══ MATERIAL TO PROCESS ══
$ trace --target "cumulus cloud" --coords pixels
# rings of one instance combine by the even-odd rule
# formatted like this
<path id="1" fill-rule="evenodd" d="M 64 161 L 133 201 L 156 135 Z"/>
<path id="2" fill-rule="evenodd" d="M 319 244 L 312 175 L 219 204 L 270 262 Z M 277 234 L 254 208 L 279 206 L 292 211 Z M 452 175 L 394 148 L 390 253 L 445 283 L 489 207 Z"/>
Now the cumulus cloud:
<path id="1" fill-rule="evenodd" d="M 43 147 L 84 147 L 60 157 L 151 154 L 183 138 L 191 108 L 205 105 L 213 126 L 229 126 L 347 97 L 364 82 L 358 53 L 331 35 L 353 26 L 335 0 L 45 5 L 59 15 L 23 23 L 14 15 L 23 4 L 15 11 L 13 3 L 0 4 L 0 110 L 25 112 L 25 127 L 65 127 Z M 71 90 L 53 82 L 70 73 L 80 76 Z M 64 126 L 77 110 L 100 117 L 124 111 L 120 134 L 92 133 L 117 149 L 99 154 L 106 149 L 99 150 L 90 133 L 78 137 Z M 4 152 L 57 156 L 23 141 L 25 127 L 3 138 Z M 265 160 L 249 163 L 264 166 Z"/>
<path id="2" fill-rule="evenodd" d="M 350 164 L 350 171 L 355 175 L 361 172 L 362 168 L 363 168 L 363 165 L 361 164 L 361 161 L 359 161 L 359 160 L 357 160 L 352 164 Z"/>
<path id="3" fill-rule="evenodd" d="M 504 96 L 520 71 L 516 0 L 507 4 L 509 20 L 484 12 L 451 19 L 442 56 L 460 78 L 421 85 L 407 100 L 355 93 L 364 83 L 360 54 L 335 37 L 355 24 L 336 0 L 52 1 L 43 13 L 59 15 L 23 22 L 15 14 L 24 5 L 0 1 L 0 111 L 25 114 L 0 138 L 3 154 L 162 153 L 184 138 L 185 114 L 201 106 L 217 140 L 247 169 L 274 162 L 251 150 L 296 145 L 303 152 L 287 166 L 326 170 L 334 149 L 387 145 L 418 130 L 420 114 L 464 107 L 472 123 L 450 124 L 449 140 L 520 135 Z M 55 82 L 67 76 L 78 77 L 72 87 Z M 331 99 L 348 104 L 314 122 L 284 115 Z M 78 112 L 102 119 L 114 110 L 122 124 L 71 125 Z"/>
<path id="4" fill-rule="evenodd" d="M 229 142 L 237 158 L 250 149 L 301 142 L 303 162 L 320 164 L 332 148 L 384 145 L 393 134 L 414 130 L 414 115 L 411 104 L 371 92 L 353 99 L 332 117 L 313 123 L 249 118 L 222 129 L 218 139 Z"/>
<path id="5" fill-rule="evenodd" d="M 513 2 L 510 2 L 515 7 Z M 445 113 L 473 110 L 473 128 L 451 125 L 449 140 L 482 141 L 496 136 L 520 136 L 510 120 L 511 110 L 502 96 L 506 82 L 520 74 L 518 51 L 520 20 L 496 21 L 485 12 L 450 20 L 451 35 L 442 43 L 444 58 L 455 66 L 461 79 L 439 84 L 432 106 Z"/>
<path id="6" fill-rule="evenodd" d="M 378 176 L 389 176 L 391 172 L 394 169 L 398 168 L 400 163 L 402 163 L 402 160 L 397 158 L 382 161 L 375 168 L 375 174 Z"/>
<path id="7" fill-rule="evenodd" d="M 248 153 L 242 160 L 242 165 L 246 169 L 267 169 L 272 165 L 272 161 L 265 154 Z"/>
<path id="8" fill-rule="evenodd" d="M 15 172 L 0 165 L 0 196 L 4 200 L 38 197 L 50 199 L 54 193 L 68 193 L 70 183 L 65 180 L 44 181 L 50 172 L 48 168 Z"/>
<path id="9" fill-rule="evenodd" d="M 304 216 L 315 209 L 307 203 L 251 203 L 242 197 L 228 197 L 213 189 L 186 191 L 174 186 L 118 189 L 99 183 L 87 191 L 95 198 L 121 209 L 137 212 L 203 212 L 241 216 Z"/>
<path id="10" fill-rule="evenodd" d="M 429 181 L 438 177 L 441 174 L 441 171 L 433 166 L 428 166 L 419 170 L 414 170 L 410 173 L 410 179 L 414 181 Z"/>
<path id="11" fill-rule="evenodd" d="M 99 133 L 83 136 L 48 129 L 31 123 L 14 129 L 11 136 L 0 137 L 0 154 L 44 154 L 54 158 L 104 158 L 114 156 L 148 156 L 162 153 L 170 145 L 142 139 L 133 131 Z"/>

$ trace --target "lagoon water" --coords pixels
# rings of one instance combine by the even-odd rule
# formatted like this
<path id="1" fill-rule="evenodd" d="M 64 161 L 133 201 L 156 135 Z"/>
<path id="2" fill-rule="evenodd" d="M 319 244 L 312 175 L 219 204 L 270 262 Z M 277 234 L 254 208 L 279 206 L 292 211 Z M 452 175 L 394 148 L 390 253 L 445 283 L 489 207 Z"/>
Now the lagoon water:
═══
### WRITTEN INSTRUCTION:
Copy every line of the entries above, character for character.

### THE RESULT:
$ trace --target "cumulus cloud" --coords pixels
# rings of one instance combine by the even-odd rule
# formatted like this
<path id="1" fill-rule="evenodd" d="M 64 161 L 133 201 L 156 135 Z"/>
<path id="2" fill-rule="evenodd" d="M 319 244 L 312 175 L 219 204 L 270 262 Z M 277 234 L 254 208 L 279 206 L 292 211 Z M 452 175 L 394 148 L 390 253 L 445 283 L 489 207 Z"/>
Now the cumulus cloud:
<path id="1" fill-rule="evenodd" d="M 43 147 L 84 147 L 60 157 L 151 154 L 183 138 L 191 108 L 205 105 L 213 126 L 229 126 L 347 97 L 364 82 L 358 53 L 331 35 L 353 26 L 335 0 L 45 5 L 59 15 L 23 23 L 14 15 L 23 4 L 15 11 L 13 3 L 0 4 L 0 110 L 25 112 L 25 127 L 65 127 Z M 71 90 L 53 82 L 70 73 L 80 76 Z M 64 126 L 77 110 L 100 117 L 124 111 L 120 134 L 92 133 L 117 149 L 99 154 L 106 149 L 99 150 L 90 133 L 78 137 Z M 4 152 L 57 156 L 23 141 L 25 127 L 3 138 Z M 265 160 L 249 163 L 264 166 Z"/>
<path id="2" fill-rule="evenodd" d="M 350 164 L 350 171 L 355 175 L 361 172 L 362 168 L 363 168 L 363 165 L 361 164 L 361 161 L 359 161 L 359 160 L 357 160 L 352 164 Z"/>
<path id="3" fill-rule="evenodd" d="M 504 96 L 520 71 L 516 0 L 507 4 L 509 20 L 484 12 L 451 19 L 442 56 L 460 78 L 421 85 L 407 100 L 355 93 L 364 83 L 360 54 L 335 37 L 355 24 L 336 0 L 52 1 L 43 13 L 59 15 L 23 22 L 15 14 L 24 5 L 0 1 L 0 111 L 25 114 L 0 138 L 3 154 L 162 153 L 184 138 L 185 114 L 201 106 L 217 140 L 247 169 L 274 162 L 251 150 L 296 145 L 303 152 L 287 166 L 326 170 L 334 149 L 387 145 L 418 130 L 420 114 L 464 107 L 472 123 L 450 124 L 449 140 L 520 135 Z M 55 82 L 67 76 L 78 77 L 72 87 Z M 331 99 L 348 104 L 314 122 L 284 115 Z M 78 112 L 102 119 L 114 110 L 122 124 L 71 125 Z"/>
<path id="4" fill-rule="evenodd" d="M 229 142 L 237 158 L 250 149 L 301 142 L 303 162 L 320 164 L 332 148 L 384 145 L 393 134 L 414 130 L 414 115 L 411 104 L 371 92 L 353 99 L 332 117 L 313 123 L 249 118 L 222 129 L 218 139 Z"/>
<path id="5" fill-rule="evenodd" d="M 513 2 L 510 2 L 515 7 Z M 445 113 L 473 110 L 473 128 L 451 125 L 449 140 L 482 141 L 496 136 L 520 136 L 510 120 L 511 110 L 502 96 L 506 82 L 520 74 L 518 51 L 520 20 L 496 21 L 485 12 L 450 20 L 451 35 L 442 43 L 444 58 L 455 66 L 461 79 L 439 84 L 432 106 Z"/>
<path id="6" fill-rule="evenodd" d="M 378 176 L 389 176 L 391 172 L 394 169 L 398 168 L 400 163 L 402 163 L 402 160 L 397 158 L 382 161 L 375 168 L 375 174 Z"/>
<path id="7" fill-rule="evenodd" d="M 248 153 L 242 160 L 242 165 L 246 169 L 267 169 L 272 165 L 272 161 L 265 154 Z"/>
<path id="8" fill-rule="evenodd" d="M 15 172 L 0 165 L 0 196 L 4 200 L 38 197 L 50 199 L 54 193 L 68 193 L 70 183 L 65 180 L 44 181 L 50 172 L 48 168 Z"/>
<path id="9" fill-rule="evenodd" d="M 304 216 L 315 209 L 307 203 L 251 203 L 242 197 L 228 197 L 213 189 L 186 191 L 174 186 L 118 189 L 99 183 L 87 191 L 95 198 L 121 209 L 137 212 L 203 212 L 241 216 Z"/>
<path id="10" fill-rule="evenodd" d="M 429 181 L 438 177 L 441 174 L 441 171 L 433 166 L 428 166 L 419 170 L 414 170 L 410 173 L 410 179 L 414 181 Z"/>
<path id="11" fill-rule="evenodd" d="M 99 133 L 83 136 L 48 129 L 31 123 L 14 129 L 11 136 L 0 137 L 0 154 L 44 154 L 54 158 L 104 158 L 114 156 L 148 156 L 162 153 L 170 145 L 142 139 L 133 131 Z"/>

$ trace --target "lagoon water" --coords pixels
# rings of one instance combine by the even-odd rule
# formatted like this
<path id="1" fill-rule="evenodd" d="M 64 161 L 133 201 L 156 135 Z"/>
<path id="2" fill-rule="evenodd" d="M 319 244 L 312 175 L 219 204 L 270 262 Z M 277 234 L 254 208 L 279 206 L 292 211 Z M 452 175 L 394 148 L 390 253 L 445 283 L 489 207 Z"/>
Now the lagoon water:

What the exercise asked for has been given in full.